• **Supplied information**
|---|

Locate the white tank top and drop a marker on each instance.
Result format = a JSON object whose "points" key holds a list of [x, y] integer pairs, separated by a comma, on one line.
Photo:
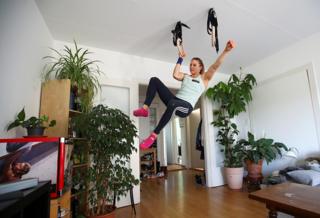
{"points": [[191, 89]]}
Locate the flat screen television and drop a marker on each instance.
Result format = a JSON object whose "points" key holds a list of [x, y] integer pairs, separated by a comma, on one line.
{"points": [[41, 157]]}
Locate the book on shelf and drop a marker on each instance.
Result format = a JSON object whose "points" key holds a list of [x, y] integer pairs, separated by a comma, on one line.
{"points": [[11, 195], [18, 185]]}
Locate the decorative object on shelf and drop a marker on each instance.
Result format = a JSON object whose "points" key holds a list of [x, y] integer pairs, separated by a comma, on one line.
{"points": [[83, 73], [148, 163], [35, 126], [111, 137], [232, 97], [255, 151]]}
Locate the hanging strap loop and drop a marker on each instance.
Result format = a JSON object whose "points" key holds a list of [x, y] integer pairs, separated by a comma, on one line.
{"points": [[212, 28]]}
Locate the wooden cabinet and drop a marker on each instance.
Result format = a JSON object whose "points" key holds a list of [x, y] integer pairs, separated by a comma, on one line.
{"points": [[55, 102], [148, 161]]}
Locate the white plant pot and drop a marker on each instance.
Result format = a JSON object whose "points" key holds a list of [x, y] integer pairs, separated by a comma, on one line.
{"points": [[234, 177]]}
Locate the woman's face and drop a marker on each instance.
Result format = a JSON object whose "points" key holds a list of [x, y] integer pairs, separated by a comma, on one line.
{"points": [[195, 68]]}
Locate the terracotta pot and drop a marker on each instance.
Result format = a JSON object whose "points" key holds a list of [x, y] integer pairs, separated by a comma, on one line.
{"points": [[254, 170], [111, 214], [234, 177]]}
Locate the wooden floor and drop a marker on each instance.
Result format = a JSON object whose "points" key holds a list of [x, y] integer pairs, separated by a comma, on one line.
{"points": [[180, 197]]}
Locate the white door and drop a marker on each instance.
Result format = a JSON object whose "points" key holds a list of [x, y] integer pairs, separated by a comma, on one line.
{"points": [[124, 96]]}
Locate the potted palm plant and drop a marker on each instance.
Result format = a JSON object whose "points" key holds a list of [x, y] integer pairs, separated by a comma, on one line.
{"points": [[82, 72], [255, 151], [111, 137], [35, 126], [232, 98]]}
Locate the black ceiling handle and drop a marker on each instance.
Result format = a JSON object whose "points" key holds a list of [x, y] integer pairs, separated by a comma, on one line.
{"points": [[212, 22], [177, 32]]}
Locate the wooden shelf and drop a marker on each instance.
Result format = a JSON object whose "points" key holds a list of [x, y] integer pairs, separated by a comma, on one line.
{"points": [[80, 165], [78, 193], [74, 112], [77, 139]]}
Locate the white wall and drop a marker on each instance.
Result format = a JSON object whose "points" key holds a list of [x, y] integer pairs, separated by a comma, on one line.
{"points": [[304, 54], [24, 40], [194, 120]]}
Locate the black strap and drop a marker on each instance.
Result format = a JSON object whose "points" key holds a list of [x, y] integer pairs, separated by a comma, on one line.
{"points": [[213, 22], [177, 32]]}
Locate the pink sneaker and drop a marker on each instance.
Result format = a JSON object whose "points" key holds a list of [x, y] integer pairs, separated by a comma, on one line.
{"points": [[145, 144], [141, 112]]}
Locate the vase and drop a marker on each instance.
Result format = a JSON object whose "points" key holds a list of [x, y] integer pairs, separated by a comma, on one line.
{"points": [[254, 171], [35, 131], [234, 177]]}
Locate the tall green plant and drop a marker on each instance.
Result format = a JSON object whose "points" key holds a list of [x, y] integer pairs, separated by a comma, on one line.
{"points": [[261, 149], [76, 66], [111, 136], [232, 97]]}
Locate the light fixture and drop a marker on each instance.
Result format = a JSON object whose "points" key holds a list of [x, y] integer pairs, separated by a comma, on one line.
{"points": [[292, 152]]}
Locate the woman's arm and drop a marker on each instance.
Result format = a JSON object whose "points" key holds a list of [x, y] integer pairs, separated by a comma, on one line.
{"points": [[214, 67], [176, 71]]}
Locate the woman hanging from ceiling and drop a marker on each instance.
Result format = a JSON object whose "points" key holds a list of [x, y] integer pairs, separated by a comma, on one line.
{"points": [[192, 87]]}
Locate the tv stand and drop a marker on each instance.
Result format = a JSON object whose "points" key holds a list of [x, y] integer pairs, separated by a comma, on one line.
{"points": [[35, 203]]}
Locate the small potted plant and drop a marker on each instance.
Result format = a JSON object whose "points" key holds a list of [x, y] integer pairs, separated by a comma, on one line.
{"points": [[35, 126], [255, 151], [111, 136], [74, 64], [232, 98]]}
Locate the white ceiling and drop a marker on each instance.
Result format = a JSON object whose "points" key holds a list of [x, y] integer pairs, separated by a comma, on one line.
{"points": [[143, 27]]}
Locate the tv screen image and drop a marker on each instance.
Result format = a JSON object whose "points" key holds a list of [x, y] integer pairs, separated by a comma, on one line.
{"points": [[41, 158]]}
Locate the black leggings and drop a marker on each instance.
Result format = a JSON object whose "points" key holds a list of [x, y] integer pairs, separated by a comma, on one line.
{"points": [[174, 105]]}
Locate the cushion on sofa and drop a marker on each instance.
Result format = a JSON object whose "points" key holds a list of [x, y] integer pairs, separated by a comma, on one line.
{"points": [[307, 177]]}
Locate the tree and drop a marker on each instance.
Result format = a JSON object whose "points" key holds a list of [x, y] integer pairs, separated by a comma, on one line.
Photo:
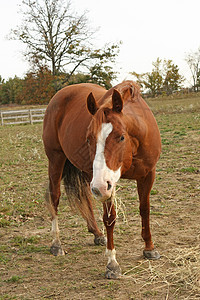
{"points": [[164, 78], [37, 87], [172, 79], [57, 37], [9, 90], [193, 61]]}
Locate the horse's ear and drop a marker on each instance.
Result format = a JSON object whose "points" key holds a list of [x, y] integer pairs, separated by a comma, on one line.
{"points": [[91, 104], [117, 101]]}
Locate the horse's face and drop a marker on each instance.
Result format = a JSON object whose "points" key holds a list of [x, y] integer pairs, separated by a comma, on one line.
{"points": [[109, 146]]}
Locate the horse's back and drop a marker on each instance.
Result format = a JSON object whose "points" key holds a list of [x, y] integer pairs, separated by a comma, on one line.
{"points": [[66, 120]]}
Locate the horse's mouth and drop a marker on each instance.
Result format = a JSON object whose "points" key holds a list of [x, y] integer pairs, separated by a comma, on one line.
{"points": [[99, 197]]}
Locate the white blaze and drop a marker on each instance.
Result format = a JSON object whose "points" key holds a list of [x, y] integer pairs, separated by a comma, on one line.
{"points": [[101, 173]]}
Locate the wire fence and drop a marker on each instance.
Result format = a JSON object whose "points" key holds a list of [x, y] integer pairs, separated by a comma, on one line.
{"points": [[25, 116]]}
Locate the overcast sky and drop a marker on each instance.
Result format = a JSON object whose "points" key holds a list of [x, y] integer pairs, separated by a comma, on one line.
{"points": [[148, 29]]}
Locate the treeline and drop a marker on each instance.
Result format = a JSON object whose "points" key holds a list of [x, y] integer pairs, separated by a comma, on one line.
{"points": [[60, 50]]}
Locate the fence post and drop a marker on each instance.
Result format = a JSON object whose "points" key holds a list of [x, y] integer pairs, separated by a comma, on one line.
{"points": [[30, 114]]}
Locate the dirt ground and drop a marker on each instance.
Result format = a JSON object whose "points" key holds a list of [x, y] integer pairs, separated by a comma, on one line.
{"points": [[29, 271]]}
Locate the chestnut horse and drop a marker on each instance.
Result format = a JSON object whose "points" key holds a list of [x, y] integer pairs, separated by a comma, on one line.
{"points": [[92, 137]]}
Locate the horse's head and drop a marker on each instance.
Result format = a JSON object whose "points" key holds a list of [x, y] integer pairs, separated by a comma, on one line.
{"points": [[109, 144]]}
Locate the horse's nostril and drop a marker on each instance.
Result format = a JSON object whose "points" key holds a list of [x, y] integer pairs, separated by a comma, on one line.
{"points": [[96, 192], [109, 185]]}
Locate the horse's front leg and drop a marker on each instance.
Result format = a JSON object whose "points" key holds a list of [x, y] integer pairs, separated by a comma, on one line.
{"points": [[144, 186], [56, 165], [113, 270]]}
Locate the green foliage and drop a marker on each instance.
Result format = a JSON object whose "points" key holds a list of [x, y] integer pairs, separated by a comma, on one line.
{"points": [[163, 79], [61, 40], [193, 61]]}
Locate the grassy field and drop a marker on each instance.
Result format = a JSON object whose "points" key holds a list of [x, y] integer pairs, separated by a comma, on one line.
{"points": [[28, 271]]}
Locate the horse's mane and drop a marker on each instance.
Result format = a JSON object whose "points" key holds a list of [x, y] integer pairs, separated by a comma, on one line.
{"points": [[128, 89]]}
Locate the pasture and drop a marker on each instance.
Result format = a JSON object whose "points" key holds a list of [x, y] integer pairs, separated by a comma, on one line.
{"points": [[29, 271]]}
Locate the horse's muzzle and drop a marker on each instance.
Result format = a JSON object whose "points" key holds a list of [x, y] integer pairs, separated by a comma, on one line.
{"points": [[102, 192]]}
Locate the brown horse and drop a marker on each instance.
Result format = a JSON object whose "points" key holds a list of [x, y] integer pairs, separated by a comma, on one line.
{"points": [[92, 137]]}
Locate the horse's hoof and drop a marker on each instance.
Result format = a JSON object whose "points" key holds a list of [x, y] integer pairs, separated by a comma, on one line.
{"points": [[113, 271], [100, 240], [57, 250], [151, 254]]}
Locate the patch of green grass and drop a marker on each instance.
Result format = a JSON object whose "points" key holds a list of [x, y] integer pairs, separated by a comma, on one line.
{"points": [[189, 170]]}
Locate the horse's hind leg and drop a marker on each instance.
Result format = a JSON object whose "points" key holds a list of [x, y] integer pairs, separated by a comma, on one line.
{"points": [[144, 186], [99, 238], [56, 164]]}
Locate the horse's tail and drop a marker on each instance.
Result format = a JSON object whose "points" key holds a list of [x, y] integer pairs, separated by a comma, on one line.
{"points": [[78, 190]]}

|---|

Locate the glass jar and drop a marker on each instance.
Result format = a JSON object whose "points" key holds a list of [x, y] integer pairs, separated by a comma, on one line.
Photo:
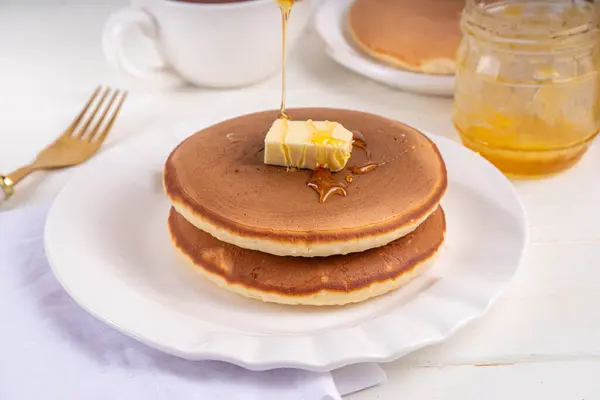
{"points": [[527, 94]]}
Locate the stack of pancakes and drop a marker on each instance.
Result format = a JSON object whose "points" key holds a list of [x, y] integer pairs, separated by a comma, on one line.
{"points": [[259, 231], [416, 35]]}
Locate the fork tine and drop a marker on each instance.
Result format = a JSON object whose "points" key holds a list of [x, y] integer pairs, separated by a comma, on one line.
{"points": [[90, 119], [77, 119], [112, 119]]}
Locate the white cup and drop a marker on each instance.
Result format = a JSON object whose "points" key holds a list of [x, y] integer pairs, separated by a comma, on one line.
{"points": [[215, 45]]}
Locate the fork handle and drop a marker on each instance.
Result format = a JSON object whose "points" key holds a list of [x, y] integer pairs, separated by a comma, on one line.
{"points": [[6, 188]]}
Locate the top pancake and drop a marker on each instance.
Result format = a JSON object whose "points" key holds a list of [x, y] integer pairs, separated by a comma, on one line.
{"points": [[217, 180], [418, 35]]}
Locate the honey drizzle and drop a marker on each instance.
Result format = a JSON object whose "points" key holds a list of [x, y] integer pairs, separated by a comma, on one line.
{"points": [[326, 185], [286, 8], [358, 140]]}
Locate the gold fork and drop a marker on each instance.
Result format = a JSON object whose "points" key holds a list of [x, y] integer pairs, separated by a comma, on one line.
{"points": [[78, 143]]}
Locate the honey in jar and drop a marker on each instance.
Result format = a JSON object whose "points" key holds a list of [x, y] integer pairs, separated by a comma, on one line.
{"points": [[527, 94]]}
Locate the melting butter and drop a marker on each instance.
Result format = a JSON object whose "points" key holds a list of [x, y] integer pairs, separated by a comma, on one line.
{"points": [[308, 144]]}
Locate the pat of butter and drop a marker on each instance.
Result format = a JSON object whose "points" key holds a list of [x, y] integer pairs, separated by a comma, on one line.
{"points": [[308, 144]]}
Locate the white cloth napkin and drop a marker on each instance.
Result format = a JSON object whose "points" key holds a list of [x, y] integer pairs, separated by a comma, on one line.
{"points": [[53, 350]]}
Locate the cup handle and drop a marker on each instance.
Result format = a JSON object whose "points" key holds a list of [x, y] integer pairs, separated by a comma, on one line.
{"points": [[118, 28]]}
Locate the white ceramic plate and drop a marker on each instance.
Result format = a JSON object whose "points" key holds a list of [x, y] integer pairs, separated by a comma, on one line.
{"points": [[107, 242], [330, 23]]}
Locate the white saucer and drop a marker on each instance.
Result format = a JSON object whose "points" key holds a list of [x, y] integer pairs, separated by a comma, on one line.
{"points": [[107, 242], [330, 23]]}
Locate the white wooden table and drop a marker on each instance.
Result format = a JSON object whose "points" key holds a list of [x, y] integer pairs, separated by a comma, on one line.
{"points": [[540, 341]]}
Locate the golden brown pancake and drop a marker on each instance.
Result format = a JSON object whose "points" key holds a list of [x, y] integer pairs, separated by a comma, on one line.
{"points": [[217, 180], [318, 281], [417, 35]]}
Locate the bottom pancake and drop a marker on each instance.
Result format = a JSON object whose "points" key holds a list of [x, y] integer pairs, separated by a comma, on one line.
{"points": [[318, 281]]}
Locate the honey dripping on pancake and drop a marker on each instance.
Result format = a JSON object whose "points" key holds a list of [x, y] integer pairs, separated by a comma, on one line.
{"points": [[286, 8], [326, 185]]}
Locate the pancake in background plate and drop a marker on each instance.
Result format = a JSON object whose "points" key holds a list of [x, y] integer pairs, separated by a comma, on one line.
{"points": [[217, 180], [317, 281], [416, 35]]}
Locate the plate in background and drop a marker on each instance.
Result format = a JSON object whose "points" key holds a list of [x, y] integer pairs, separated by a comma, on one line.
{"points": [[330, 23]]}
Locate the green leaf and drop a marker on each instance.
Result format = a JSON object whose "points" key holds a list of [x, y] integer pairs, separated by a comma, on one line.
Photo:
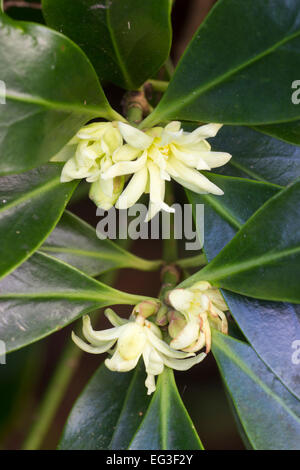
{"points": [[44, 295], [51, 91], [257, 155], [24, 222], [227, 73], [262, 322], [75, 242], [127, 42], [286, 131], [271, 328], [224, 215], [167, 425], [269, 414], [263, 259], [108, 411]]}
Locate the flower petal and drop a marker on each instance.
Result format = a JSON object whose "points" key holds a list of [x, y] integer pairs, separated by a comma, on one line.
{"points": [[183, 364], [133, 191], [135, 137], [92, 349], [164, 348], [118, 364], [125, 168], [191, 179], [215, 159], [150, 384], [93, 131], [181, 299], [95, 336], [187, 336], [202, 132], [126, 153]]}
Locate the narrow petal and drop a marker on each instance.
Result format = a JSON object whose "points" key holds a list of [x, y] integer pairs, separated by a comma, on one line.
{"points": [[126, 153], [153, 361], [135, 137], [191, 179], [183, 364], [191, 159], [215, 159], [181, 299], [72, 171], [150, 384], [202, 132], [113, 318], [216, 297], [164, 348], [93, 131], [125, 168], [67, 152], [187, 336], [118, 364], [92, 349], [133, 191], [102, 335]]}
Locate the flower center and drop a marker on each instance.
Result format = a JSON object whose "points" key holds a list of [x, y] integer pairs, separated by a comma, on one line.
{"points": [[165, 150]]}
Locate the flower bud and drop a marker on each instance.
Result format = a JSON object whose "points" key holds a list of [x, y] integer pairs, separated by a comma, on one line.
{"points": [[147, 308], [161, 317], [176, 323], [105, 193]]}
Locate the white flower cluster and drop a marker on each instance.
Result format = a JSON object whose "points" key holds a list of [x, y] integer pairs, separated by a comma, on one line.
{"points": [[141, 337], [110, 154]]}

|---|

• **What is required**
Pick out every line of the data above that contains the string "potted", treating uppercase and lowercase as different.

• **Result below**
Locate the potted palm plant and drop a marker on each instance.
Locate the small potted plant and drop a marker on each instance.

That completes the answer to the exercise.